# DATA LISTING
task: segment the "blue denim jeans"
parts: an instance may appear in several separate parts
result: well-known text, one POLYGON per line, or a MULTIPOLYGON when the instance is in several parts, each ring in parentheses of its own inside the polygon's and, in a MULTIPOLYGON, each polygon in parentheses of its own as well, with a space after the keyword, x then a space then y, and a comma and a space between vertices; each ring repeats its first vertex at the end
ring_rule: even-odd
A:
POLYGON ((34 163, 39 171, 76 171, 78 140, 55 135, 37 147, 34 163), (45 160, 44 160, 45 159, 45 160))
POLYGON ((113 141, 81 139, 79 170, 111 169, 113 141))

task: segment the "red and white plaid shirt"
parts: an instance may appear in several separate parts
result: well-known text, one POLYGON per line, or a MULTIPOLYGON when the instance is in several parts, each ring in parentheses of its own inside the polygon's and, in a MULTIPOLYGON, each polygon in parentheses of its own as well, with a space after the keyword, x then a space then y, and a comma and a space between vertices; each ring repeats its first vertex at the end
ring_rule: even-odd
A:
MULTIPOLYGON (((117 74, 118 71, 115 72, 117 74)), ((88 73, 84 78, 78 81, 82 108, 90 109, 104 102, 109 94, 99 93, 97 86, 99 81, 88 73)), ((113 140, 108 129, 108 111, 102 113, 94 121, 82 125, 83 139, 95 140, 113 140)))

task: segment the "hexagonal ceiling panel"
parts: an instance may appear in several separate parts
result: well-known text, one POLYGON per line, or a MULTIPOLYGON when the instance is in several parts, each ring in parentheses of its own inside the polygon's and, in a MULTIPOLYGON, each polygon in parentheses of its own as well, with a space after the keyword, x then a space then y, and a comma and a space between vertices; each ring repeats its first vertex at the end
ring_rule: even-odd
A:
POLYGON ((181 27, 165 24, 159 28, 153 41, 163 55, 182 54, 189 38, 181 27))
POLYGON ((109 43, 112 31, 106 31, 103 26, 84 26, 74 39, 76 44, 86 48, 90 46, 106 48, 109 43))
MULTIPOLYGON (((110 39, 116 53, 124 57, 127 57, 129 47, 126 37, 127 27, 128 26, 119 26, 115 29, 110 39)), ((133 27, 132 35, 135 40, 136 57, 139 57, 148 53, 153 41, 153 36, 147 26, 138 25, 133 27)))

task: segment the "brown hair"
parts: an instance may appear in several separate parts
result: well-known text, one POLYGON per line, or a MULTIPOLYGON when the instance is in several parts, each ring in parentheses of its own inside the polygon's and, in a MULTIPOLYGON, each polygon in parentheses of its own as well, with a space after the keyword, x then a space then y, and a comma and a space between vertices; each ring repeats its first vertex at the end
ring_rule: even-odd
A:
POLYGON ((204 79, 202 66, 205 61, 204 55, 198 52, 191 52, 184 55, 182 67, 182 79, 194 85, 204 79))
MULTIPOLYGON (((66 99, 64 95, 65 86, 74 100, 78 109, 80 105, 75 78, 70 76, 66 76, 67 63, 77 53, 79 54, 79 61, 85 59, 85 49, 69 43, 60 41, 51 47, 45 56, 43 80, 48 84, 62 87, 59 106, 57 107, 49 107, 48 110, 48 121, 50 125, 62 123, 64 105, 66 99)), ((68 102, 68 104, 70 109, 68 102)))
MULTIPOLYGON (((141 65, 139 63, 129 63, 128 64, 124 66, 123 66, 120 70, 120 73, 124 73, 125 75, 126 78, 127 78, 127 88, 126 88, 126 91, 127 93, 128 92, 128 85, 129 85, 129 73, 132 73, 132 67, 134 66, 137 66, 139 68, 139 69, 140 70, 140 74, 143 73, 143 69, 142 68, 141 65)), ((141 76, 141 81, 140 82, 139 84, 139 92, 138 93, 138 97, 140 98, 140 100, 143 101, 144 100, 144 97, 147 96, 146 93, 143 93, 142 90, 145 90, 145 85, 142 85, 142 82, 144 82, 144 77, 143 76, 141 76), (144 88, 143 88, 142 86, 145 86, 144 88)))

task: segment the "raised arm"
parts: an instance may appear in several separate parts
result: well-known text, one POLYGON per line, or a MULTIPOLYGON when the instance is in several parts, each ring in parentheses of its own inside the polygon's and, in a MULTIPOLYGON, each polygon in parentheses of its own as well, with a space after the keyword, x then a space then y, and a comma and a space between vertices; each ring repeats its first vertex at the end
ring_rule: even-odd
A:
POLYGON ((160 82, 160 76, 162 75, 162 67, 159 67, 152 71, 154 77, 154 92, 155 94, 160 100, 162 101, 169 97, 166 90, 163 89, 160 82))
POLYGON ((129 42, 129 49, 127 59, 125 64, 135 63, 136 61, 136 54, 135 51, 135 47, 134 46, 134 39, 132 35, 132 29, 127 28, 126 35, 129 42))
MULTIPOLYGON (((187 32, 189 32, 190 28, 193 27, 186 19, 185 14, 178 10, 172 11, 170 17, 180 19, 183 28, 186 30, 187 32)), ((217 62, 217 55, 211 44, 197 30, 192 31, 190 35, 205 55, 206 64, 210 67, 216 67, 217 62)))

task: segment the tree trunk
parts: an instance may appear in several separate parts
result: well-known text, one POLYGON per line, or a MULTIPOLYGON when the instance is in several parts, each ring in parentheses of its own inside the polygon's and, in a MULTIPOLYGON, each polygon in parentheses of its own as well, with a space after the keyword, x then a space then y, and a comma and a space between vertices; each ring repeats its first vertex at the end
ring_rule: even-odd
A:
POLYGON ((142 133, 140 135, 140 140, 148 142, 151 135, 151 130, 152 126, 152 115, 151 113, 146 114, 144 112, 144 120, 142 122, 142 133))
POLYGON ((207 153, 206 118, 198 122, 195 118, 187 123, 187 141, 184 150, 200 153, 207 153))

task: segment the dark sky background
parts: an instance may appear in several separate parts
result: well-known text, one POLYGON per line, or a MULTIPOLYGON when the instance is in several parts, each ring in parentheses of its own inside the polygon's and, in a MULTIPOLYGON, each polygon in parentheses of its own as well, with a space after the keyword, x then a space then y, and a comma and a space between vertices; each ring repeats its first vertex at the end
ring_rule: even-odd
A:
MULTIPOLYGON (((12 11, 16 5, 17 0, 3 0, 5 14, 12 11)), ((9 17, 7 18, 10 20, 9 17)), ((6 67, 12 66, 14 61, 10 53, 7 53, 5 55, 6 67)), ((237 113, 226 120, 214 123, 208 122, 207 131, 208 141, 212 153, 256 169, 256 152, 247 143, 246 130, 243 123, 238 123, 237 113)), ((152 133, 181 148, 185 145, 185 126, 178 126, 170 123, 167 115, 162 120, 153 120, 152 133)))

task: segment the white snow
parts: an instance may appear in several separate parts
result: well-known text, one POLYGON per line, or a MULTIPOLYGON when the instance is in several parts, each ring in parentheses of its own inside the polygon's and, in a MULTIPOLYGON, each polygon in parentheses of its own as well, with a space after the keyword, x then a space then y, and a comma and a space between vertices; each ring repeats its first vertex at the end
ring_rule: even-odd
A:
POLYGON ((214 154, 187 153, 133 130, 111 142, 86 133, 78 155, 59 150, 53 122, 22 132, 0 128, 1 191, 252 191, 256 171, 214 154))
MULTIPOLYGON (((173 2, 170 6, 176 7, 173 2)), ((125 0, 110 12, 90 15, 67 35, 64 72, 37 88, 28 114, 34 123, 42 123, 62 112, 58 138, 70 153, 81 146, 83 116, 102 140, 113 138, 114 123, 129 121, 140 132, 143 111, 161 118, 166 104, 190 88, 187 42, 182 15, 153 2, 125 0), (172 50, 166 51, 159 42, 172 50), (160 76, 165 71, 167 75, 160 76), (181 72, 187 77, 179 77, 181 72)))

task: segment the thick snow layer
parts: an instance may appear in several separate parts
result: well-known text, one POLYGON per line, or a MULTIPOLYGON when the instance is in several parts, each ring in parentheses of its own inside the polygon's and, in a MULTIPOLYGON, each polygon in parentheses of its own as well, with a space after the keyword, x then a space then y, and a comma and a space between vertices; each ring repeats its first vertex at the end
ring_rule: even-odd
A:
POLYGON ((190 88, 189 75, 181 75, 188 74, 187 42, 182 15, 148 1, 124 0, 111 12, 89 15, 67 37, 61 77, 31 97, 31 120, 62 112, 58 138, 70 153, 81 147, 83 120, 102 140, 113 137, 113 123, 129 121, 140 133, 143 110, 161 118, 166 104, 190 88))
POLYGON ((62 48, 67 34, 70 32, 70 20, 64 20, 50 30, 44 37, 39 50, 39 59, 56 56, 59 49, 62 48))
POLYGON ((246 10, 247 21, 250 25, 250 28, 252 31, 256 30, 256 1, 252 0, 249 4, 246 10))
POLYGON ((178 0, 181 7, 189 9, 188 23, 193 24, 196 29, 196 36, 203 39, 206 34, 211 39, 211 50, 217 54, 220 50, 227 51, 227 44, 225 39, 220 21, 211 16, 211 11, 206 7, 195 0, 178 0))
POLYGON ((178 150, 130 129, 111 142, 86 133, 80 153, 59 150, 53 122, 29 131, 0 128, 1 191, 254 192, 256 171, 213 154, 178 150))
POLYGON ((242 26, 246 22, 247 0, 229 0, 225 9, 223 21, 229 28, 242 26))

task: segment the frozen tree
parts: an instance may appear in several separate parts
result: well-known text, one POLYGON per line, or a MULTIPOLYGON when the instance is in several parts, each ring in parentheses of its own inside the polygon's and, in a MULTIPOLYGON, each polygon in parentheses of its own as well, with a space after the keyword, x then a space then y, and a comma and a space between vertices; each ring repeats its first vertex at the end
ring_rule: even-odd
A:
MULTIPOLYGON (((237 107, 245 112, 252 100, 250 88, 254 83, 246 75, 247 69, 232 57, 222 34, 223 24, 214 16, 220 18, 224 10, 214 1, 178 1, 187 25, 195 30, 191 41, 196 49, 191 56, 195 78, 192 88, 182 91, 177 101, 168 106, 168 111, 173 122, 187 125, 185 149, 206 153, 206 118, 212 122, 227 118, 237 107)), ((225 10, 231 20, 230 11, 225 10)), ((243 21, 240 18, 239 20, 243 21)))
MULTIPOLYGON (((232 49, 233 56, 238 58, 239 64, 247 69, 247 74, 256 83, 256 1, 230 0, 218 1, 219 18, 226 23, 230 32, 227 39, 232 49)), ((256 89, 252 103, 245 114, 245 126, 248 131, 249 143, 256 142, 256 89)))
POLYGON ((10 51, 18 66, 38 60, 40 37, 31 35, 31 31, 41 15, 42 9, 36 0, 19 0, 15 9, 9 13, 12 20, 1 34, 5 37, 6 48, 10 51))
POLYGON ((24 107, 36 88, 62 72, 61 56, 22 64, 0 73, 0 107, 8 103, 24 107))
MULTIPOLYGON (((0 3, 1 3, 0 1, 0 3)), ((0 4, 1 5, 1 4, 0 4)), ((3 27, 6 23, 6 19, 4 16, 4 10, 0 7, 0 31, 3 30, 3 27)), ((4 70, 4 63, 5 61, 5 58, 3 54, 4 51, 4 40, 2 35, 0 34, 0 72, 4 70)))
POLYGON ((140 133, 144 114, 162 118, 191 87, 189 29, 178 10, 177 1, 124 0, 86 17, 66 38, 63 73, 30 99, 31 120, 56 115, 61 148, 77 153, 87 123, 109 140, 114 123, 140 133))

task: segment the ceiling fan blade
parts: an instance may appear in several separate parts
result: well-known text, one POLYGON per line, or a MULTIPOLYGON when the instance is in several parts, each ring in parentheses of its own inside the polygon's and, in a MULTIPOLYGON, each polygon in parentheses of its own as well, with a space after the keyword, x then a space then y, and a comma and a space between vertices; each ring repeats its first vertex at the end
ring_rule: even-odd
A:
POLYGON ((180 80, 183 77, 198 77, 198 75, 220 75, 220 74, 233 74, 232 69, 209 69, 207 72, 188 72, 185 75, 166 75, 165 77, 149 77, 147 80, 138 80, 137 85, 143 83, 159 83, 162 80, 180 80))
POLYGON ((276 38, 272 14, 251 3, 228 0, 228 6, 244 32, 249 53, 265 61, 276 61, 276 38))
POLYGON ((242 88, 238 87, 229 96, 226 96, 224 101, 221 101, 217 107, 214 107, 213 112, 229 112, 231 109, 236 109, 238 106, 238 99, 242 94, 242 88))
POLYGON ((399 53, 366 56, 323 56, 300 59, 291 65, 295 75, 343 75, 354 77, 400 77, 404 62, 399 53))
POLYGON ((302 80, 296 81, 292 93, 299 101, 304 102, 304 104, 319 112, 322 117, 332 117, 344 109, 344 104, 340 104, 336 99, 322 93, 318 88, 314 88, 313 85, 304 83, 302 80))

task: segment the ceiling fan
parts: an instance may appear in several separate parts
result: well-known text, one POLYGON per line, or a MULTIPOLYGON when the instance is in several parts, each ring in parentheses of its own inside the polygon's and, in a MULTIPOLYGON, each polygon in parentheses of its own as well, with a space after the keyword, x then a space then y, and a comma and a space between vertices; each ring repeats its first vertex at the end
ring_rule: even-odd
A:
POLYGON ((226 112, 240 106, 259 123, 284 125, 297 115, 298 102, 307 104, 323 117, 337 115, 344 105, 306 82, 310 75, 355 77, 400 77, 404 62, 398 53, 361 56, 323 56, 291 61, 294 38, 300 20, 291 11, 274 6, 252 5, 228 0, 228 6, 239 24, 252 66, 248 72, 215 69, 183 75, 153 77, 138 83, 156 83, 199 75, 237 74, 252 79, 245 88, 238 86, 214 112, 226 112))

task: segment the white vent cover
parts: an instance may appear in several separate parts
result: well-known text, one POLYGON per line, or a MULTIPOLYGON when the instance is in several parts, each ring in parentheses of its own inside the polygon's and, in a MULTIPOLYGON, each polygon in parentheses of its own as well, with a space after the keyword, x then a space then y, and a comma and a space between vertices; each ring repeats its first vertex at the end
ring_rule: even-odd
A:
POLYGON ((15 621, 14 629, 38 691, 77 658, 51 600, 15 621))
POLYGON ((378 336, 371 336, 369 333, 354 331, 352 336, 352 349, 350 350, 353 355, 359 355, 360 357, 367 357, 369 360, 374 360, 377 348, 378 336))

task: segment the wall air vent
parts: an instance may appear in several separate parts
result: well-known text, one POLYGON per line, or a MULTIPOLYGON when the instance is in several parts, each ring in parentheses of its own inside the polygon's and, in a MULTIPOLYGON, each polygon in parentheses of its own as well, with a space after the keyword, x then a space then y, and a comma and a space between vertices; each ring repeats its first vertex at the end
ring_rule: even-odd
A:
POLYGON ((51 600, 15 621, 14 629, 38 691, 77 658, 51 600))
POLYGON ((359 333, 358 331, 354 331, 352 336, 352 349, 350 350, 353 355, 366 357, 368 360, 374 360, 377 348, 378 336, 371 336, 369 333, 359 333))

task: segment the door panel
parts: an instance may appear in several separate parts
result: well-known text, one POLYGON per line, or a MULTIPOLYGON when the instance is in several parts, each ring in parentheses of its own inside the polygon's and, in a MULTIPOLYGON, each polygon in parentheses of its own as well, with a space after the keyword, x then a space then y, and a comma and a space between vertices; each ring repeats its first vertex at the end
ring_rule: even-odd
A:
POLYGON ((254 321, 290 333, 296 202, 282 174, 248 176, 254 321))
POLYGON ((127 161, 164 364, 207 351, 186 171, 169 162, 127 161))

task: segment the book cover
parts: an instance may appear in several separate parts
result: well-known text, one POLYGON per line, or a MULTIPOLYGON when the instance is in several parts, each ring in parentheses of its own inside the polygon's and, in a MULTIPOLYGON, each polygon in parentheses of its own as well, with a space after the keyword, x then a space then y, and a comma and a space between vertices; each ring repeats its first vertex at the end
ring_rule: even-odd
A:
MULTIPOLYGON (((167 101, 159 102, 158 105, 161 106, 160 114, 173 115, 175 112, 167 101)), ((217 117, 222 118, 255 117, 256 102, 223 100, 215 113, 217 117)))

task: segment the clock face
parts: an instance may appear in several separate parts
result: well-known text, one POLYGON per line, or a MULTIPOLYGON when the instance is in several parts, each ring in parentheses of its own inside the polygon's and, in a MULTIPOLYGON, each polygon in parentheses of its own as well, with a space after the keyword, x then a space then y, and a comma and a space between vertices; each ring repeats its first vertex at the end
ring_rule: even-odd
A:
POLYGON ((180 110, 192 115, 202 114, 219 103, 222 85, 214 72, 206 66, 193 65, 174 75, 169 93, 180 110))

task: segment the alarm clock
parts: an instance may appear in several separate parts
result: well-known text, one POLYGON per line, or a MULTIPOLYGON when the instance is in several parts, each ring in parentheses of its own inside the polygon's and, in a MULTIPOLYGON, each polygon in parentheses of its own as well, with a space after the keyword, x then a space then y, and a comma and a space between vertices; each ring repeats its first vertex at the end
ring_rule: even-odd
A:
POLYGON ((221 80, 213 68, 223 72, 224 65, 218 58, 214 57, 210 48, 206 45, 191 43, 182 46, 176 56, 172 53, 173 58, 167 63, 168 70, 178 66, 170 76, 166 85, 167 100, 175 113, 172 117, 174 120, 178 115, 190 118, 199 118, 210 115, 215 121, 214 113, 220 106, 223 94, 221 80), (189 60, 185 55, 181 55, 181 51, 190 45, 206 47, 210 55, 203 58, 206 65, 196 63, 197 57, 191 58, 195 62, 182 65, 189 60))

# TASK DESCRIPTION
Render the entries starting at the line that contains "task: segment the clock face" and ending at the line that contains "POLYGON ((180 110, 192" as a Markdown table with columns Row and Line, numbering each row and omitting blank lines.

# FINISHED TASK
| Row | Line |
|---|---|
| 1 | task: segment the clock face |
| 2 | parts: an instance may appear in several separate parts |
| 3 | result: well-known text, one POLYGON per line, or a MULTIPOLYGON when the instance is in several parts, each ring in parentheses of its own inside the polygon's and, in a MULTIPOLYGON, each polygon in parentheses of its own as well, with a space after the keyword, x then a space then y, and a comma and a space between vertices; each ring repeats its first vertex at the end |
| 4 | ring_rule: even-odd |
| 5 | A: |
| 6 | POLYGON ((180 110, 192 115, 202 114, 219 103, 222 85, 214 72, 206 66, 193 65, 174 75, 169 93, 180 110)) |